** start RECORDS **
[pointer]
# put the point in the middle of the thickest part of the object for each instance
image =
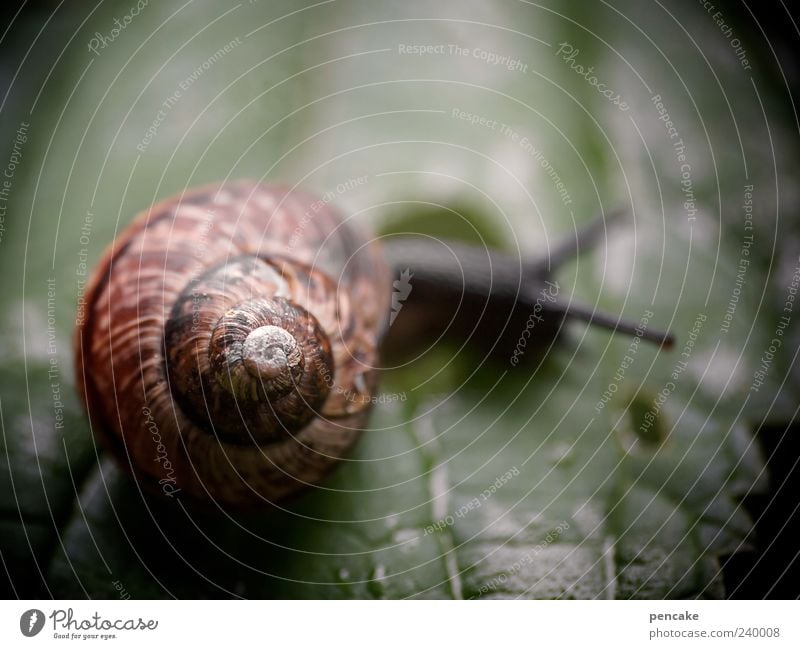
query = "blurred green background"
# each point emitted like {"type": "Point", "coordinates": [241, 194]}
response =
{"type": "Point", "coordinates": [316, 94]}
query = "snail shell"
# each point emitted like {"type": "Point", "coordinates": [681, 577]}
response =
{"type": "Point", "coordinates": [230, 340]}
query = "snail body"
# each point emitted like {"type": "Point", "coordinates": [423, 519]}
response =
{"type": "Point", "coordinates": [226, 358]}
{"type": "Point", "coordinates": [231, 335]}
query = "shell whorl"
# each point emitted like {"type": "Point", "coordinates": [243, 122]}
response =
{"type": "Point", "coordinates": [229, 344]}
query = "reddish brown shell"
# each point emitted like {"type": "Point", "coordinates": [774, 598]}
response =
{"type": "Point", "coordinates": [324, 265]}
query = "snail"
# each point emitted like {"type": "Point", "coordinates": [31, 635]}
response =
{"type": "Point", "coordinates": [232, 333]}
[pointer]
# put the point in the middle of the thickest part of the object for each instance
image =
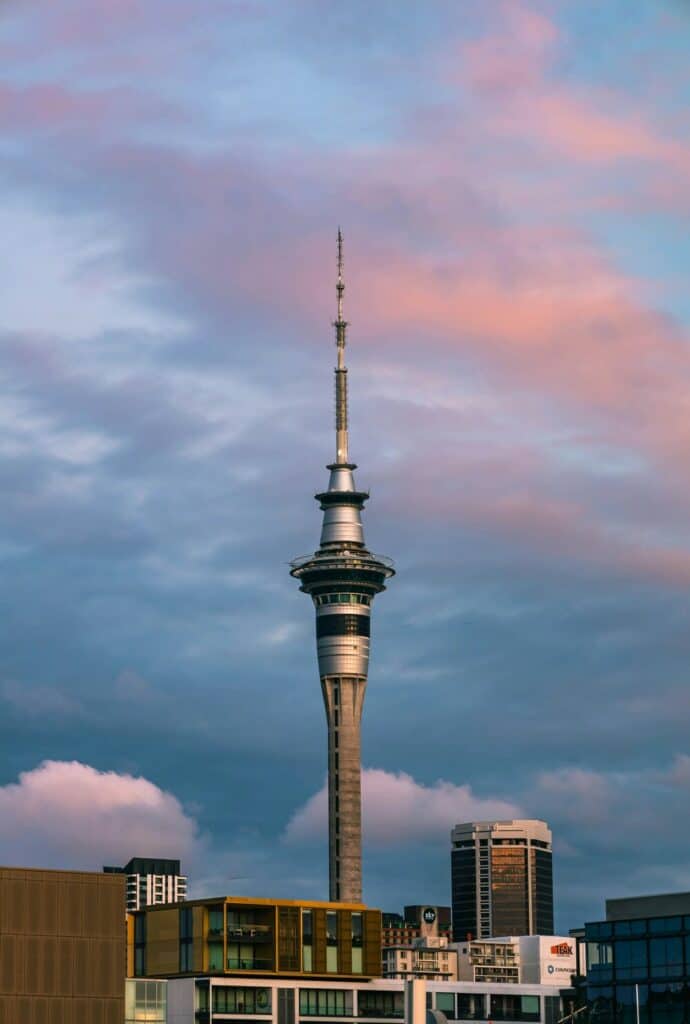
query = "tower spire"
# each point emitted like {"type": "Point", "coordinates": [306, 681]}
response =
{"type": "Point", "coordinates": [342, 578]}
{"type": "Point", "coordinates": [340, 325]}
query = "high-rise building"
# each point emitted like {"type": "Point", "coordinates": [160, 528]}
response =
{"type": "Point", "coordinates": [419, 921]}
{"type": "Point", "coordinates": [502, 879]}
{"type": "Point", "coordinates": [152, 881]}
{"type": "Point", "coordinates": [638, 961]}
{"type": "Point", "coordinates": [342, 578]}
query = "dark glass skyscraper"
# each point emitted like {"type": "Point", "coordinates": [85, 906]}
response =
{"type": "Point", "coordinates": [502, 879]}
{"type": "Point", "coordinates": [342, 578]}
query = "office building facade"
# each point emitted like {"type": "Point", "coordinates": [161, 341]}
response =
{"type": "Point", "coordinates": [502, 882]}
{"type": "Point", "coordinates": [541, 960]}
{"type": "Point", "coordinates": [273, 1000]}
{"type": "Point", "coordinates": [418, 921]}
{"type": "Point", "coordinates": [638, 962]}
{"type": "Point", "coordinates": [61, 947]}
{"type": "Point", "coordinates": [431, 957]}
{"type": "Point", "coordinates": [151, 881]}
{"type": "Point", "coordinates": [244, 936]}
{"type": "Point", "coordinates": [343, 578]}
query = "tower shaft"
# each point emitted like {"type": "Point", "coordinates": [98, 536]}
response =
{"type": "Point", "coordinates": [344, 698]}
{"type": "Point", "coordinates": [342, 579]}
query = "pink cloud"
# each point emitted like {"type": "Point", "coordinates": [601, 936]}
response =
{"type": "Point", "coordinates": [69, 814]}
{"type": "Point", "coordinates": [396, 808]}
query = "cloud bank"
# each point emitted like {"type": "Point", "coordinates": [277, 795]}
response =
{"type": "Point", "coordinates": [396, 810]}
{"type": "Point", "coordinates": [68, 814]}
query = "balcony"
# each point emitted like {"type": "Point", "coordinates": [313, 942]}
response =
{"type": "Point", "coordinates": [256, 933]}
{"type": "Point", "coordinates": [253, 964]}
** end RECORDS **
Please find every line in the material above that contains the word "snail" and copy each of those lines.

query = "snail shell"
query = "snail body"
query = "snail"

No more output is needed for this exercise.